### The problem
The answer is the line that contains "Look at the photo above. For each instance of the light" followed by every later line of the entries below, each repeated exactly, and nothing else.

### Provided records
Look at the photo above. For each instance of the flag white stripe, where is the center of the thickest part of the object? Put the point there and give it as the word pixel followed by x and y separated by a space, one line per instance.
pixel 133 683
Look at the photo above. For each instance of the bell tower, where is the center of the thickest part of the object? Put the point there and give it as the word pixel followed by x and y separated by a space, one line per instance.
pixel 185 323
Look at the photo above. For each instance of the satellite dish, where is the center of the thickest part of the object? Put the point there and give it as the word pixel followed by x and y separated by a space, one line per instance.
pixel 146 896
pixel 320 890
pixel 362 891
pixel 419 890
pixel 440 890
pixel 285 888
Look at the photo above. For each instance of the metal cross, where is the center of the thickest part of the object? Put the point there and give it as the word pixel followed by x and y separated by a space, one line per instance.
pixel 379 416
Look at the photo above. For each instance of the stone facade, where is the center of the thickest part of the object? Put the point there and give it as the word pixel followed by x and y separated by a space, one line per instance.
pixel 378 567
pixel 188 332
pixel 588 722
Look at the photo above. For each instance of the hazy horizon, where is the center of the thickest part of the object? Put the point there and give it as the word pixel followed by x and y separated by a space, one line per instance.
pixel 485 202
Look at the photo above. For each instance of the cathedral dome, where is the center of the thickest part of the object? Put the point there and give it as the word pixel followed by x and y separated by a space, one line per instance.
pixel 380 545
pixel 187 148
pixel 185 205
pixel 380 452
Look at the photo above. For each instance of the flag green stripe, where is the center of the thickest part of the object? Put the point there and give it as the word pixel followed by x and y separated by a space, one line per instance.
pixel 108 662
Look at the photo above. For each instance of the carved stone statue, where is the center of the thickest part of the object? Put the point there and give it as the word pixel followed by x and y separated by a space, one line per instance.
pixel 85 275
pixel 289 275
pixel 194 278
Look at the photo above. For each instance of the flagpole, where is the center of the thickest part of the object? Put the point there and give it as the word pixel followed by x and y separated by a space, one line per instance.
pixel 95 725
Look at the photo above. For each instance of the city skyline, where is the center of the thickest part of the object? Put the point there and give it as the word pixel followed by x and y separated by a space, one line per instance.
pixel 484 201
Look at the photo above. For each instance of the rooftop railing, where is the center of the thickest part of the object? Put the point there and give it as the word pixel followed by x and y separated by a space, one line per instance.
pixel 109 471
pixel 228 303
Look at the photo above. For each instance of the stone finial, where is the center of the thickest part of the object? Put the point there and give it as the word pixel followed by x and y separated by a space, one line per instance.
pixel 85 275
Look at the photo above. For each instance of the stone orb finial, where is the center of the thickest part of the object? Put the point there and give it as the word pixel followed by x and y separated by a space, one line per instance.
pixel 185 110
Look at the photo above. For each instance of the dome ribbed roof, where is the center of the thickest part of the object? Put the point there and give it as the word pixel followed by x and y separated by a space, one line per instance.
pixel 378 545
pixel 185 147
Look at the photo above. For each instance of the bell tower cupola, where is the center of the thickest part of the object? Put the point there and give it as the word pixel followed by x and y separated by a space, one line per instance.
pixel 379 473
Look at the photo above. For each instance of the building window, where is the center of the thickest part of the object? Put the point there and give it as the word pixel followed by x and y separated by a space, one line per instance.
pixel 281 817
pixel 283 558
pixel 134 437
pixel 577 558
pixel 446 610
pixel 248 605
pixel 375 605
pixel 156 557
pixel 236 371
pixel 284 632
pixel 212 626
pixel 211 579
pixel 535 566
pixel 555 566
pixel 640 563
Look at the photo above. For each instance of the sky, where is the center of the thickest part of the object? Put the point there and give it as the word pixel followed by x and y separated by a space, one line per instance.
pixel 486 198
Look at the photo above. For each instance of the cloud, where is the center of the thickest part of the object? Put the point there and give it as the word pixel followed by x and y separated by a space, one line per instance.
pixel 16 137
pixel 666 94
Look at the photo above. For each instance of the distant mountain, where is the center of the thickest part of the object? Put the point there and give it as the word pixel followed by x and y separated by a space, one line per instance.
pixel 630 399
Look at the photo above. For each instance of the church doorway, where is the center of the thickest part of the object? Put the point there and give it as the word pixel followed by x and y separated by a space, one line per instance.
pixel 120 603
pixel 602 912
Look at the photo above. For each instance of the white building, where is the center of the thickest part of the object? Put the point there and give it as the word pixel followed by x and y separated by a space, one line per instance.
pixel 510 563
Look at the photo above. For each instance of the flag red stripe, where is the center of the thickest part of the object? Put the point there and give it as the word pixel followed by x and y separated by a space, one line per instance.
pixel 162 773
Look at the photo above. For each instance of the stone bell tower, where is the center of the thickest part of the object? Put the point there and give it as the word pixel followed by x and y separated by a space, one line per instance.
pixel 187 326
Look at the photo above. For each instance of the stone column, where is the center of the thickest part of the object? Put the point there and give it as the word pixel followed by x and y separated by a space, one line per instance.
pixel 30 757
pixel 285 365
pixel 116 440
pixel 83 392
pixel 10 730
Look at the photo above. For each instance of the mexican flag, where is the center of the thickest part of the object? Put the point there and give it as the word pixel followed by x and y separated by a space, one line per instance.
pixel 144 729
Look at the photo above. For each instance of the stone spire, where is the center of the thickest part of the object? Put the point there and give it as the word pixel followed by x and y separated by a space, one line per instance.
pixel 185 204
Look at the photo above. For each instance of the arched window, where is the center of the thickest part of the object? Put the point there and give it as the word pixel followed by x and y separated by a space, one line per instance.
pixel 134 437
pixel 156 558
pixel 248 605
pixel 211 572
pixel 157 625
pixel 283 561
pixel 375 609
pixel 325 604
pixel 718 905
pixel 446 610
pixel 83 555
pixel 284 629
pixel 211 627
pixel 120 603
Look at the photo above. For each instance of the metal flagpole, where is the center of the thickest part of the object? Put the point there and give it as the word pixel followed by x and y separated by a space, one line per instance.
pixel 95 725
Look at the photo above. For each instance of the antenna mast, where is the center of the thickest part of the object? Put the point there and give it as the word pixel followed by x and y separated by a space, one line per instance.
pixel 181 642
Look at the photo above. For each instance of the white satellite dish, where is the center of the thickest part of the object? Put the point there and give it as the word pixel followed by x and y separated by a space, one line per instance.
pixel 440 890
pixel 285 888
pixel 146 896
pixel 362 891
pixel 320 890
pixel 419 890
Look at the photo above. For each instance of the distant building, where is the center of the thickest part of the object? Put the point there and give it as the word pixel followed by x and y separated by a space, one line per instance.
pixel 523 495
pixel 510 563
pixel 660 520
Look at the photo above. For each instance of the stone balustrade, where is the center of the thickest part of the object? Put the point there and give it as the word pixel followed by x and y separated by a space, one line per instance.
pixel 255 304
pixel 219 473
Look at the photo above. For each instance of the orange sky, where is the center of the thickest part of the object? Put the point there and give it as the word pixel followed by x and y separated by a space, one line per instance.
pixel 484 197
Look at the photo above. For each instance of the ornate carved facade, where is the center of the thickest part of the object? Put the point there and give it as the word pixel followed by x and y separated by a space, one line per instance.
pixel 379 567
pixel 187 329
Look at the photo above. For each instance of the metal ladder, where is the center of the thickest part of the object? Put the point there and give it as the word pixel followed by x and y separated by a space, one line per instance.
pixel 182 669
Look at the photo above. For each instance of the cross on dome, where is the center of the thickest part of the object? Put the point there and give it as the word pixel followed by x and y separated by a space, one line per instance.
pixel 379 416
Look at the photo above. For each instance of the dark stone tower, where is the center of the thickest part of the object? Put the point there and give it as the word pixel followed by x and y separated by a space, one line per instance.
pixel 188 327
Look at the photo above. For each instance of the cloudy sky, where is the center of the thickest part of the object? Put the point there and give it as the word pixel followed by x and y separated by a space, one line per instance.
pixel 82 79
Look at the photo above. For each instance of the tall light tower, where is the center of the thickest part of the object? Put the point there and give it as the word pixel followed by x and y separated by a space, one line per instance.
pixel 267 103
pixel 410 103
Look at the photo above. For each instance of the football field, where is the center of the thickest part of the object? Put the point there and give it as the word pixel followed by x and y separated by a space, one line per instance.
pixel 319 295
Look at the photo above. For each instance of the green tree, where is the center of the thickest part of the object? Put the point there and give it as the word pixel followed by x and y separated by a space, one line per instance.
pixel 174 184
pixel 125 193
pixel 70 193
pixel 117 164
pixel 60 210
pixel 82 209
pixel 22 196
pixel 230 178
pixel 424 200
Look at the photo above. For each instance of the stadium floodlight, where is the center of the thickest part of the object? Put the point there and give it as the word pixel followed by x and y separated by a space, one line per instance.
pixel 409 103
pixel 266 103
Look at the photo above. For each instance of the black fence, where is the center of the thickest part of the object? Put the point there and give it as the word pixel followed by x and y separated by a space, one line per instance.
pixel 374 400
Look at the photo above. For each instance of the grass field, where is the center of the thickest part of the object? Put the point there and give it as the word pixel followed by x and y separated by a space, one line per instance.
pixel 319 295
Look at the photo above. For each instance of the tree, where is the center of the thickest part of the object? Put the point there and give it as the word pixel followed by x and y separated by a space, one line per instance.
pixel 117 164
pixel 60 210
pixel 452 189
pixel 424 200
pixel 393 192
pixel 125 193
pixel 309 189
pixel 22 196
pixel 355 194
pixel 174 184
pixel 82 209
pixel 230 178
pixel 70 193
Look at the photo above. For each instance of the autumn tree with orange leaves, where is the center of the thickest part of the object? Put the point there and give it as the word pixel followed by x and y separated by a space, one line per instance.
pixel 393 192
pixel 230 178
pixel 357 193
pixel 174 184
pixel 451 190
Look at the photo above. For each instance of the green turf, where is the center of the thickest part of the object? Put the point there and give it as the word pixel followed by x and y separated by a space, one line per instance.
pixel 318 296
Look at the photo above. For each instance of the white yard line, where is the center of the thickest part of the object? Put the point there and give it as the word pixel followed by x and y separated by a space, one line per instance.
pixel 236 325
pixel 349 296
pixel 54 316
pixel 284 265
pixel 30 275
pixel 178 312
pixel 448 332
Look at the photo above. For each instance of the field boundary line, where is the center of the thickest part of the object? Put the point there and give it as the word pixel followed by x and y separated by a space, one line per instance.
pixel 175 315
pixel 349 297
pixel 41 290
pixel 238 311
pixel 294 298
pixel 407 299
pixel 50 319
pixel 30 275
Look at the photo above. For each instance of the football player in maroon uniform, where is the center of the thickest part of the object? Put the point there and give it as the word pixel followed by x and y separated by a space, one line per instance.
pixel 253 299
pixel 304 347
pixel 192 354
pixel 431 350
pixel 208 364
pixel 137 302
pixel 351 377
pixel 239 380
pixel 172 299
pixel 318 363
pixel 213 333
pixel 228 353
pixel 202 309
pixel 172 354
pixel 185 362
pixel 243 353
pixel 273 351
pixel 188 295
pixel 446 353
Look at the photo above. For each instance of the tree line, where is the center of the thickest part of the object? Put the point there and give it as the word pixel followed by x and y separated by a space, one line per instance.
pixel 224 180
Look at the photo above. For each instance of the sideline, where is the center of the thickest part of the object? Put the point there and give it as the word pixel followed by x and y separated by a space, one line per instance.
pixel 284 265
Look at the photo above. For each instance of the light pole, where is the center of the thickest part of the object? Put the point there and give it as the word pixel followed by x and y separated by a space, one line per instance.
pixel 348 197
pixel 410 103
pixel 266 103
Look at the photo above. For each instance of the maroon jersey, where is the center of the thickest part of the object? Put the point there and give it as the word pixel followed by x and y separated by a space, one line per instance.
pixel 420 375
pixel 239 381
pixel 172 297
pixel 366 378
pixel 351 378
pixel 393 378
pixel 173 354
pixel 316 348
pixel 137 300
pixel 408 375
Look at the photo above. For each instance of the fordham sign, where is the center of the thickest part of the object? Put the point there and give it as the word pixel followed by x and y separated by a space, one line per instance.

### Exercise output
Look at the photo above. For each instance of the light pole, where is the center of the thickest part of the object? Put the point there and give it as the word pixel followed by x and y separated by a space, one line per instance.
pixel 348 197
pixel 410 103
pixel 266 103
Look at the photo above. For each instance of the maroon jersey, where is the center of the thickest part of the object? Put the point there and give it as the word pixel followed by x and y separated by a space, one line per instance.
pixel 420 375
pixel 239 381
pixel 172 297
pixel 366 378
pixel 351 378
pixel 393 378
pixel 173 354
pixel 316 348
pixel 137 300
pixel 408 375
Look at the photo above. For each instance of the fordham sign, where is the center of the thickest part of the object? Put the point there and give it as the word pixel followed by x and y separated by a space, one line per instance.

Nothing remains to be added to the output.